Document extract:
Specifically, he worries about his propensity to form crushes "on the wrong people." The riddle of how crushes are formed and the constellation of unanswerable questions it raises – do we shape our desires or are we shaped by them, and are we in any way capable of judging them – is at the core of this searching, deeply affecting novel.

One of the people Billy develops a crush on is the handsome Richard Abbott, a newly arrived English teacher at the local private school. After Billy confides in him, Richard tries to be reassuring. "There are no wrong people to have crushes on," he asserts. "You cannot will yourself to have, or not to have, a crush on someone."

Thinking that literature will lend credence to this opinion, Richard takes Billy to the public library, where they encounter public librarian Miss Frost. She is broad-shouldered and powerful, with mannish hands and delicate, girlish breasts, and Billy immediately develops a crush on her.

When, soon after, he discovers Miss Frost is a transsexual – a former wrestling champion who used to be known as Al Frost – it only deepens his attraction to her. "In less than a minute of excited, secretive longing," Billy tells the reader, "I desired to become a writer and to have sex with Miss Frost – not necessarily in that order."

Billy's mother marries Richard and the three of them move into his faculty apartment on campus. Here he meets (and develops a crush on) his lifelong friend Elaine (who arouses him most when she allows him to wear her bra) and Jacques Kittredge, a debonair and macho wrestler on whom Billy develops another crush.

Even as Billy persists in this understanding of his longings as misplaced or misdirected, they define him, belong to him wholly. "I know myself best by my persistent crushes on the wrong people," he tells the reader, "the way I was formed by how long I kept the secret of myself from the people I loved."

Billy emerges intact from the insularity of Vermont, but the assurances that should arrive with adulthood are withheld because of his bisexuality, which remains troubling to his lovers. "My very existence as a bisexual was not welcomed by my gay friends; they either refused to believe that I really liked women, or they felt I was somehow dishonest (or hedging my bets) about being gay." His denial of category and community takes on a particular significance in the final third of the novel, when AIDS appears and he must watch as most of the characters who peopled the early part of the book die, painfully.

Entries shown:
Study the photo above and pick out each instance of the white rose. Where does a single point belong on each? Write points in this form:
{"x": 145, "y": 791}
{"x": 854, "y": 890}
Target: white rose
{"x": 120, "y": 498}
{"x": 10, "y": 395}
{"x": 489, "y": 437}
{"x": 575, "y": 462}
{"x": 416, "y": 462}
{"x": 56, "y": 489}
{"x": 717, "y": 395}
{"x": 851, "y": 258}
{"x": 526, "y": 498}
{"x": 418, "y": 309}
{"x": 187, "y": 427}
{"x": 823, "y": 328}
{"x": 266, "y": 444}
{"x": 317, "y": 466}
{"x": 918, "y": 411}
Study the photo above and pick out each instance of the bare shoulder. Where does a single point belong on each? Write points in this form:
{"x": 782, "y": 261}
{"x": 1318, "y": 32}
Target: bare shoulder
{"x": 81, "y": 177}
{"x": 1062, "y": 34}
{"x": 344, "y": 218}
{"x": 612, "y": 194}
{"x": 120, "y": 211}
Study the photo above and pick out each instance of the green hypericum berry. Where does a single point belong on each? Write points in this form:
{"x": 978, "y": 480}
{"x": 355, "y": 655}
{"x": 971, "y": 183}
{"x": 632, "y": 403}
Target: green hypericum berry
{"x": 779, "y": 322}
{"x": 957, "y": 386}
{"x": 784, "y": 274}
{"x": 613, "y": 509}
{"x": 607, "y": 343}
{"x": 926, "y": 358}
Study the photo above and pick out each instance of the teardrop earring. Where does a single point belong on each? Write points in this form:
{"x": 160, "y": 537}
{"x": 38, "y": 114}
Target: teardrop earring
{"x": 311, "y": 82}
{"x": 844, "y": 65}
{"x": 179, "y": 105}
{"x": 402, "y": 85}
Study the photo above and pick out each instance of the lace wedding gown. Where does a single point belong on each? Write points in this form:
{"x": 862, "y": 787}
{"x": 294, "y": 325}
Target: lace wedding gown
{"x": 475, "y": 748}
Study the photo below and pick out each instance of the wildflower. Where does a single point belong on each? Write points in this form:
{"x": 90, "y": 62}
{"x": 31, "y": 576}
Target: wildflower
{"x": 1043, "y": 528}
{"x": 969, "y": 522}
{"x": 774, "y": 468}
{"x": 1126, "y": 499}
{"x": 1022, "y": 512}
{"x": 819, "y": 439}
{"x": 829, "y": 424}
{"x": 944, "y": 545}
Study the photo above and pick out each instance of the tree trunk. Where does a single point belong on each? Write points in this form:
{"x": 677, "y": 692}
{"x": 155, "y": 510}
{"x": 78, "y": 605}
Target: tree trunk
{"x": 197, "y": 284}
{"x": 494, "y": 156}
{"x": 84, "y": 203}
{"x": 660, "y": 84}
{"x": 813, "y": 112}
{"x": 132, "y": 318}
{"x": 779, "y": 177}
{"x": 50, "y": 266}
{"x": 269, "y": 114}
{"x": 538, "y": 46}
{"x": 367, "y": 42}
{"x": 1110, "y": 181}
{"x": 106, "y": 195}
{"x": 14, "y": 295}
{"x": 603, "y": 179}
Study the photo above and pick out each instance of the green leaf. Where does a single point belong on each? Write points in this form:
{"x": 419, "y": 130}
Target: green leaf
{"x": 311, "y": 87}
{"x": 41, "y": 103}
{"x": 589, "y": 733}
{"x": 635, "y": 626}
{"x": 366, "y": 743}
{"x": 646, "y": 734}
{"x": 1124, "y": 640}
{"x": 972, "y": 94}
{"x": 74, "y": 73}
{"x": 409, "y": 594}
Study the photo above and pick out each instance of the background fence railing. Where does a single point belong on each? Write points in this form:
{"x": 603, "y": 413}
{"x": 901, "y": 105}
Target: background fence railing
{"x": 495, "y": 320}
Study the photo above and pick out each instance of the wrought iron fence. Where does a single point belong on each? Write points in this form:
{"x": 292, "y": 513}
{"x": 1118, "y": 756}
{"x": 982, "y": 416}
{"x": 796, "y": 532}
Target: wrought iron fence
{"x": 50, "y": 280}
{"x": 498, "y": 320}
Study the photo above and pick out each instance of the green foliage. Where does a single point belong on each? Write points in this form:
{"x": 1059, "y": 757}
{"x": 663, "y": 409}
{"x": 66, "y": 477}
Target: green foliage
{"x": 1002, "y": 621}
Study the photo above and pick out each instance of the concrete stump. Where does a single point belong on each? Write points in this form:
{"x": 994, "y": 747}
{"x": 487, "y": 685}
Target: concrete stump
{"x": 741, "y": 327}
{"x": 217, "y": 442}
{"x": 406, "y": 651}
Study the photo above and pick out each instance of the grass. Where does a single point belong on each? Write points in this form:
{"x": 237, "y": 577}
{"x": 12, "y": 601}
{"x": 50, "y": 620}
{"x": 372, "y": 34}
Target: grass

Exercise goal:
Name every person the review says Billy develops a crush on. Draw only on the review for what comes next.

Result:
Richard Abbott, Miss Frost, Elaine, Jacques Kittredge